--- start EXTRACT TO READ ---

Blog

Fixing Entity Framework

Magnus Toftdal Lund Senior Software Developer, Solita

Published 01 Oct 2024

Reading time 9 min

Object-Relational-Mapping (ORMs) has been around for decades and basically tries to bridge the gap between objects in memory and the tables and columns of the persisted relational databases. It is a story of trade-offs as the paradigms are different and there isn’t one solution that fits perfectly. Entity Framework is Microsoft’s take on the problem – and has pretty much become the Gold Standard in C#.

I have been along for the ride from when ORMs in C# were ports from Java. And I’ve been taught the ins and outs of nhibernate.org by Oren Eini‘s blog who was one of the main contributers way back when. Patterns and practises to write code that adherred to the Holy Grail of good Object-Oriented dogma (Was it Balmer, that yelled “Encapsulation, encapsulation, encapsulation” at one point?). So, my primary motivation for this blog post is from the vantage point of “Old man yelling at skies”. 

ORMs and their ill repute

It is beyond the scope of this blog post to argue the pros and cons of ORMs in general – and even more so which framework does it better. For the latter – it is pretty much a lost battle at this point, anyway, so we might as well embrace Entity Framework and get the best out of it.

Entity Framework is good, but..

Microsoft (the company that brought you Teams) is known for many things, but given that Entity Framework is now in it’s third rewrite: “You can count on the Americans to do the right thing… when they’ve exhausted all other possibilities” (A quote attributed to Churchill during WW2, but likely he never said it). In my view, the framework has had to do a lot of compromises on good structure and design to make it very beginner-friendly and very easy to do TODO apps in. So, let me break down the problem areas:

The missing Unit of Work pattern

The idea with this pattern is that it “maintains a list of objects affected by a business transaction and coordinates the writing out of changes and the resolution of concurrency problems.” So, in other words, basically a glorified database transaction that spans a business operation. In Entity Framework terms, this -should- be the job of the DbContext.

--- end EXTRACT TO READ ---

INSTRUCTION |
Decide whether each statement agrees with the Entity Framework post. Answer yes or no, and quote the words of the post that settle it.
1. The author plans to argue which ORM framework does the job better.
2. The author holds that, in Entity Framework, the DbContext ought to do the work of the Unit of Work pattern.
3. The author presents the Churchill quote as something Churchill certainly said.
The data that come next are drawn from a separate source.

--- start SUPPLIED INFORMATION ---

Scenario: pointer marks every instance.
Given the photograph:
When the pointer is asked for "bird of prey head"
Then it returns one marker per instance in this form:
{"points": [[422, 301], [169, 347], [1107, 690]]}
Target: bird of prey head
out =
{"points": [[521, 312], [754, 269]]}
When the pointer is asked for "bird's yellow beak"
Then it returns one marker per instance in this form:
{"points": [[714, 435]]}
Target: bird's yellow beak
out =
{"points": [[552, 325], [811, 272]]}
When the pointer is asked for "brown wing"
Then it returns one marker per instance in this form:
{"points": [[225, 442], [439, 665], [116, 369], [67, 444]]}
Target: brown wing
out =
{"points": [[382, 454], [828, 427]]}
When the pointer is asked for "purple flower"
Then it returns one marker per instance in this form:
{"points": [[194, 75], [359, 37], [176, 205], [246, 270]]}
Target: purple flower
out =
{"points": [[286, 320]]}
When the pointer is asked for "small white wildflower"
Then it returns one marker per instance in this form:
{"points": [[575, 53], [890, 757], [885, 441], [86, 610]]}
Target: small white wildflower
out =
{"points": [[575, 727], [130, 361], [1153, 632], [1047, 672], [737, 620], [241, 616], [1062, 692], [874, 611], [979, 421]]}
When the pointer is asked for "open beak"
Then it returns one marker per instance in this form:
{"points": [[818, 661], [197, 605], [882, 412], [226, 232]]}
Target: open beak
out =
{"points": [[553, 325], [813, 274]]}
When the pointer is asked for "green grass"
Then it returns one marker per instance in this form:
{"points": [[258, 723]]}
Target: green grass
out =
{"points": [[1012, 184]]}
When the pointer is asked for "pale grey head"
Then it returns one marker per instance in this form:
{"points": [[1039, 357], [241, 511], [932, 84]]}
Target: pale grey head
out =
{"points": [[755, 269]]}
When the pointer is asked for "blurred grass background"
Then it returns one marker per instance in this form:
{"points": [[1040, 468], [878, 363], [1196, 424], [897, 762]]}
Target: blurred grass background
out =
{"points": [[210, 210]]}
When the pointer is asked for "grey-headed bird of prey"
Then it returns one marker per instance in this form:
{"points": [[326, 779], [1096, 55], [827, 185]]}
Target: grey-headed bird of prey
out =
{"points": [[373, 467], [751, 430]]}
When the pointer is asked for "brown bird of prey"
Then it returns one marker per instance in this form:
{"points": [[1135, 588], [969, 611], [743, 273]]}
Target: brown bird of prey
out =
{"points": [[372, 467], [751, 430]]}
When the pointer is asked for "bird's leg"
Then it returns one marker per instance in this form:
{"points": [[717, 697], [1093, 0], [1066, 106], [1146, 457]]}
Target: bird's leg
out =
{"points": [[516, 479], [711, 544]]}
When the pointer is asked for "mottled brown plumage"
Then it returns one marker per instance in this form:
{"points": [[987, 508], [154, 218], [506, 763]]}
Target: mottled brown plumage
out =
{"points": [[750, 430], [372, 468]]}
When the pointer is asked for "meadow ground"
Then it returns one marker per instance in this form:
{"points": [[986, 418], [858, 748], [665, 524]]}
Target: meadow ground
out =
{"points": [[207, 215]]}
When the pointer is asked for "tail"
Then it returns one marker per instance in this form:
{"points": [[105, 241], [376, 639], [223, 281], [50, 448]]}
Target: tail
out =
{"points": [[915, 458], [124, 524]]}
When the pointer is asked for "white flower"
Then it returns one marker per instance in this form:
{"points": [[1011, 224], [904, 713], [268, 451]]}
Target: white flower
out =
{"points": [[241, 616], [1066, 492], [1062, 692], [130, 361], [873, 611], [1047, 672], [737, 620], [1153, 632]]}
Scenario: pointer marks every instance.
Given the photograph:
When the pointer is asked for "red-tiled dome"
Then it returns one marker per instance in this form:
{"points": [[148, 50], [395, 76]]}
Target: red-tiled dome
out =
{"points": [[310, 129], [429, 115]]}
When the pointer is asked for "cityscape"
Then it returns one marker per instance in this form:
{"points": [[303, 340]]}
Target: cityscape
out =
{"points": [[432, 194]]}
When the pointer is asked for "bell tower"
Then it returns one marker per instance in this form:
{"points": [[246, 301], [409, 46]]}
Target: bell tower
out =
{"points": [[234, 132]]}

--- end SUPPLIED INFORMATION ---

RESULT FOR THIS EXERCISE |
1. No: "It is beyond the scope of this blog post to argue the pros and cons of ORMs in general – and even more so which framework does it better."
2. Yes: "In Entity Framework terms, this -should- be the job of the DbContext."
3. No: "A quote attributed to Churchill during WW2, but likely he never said it"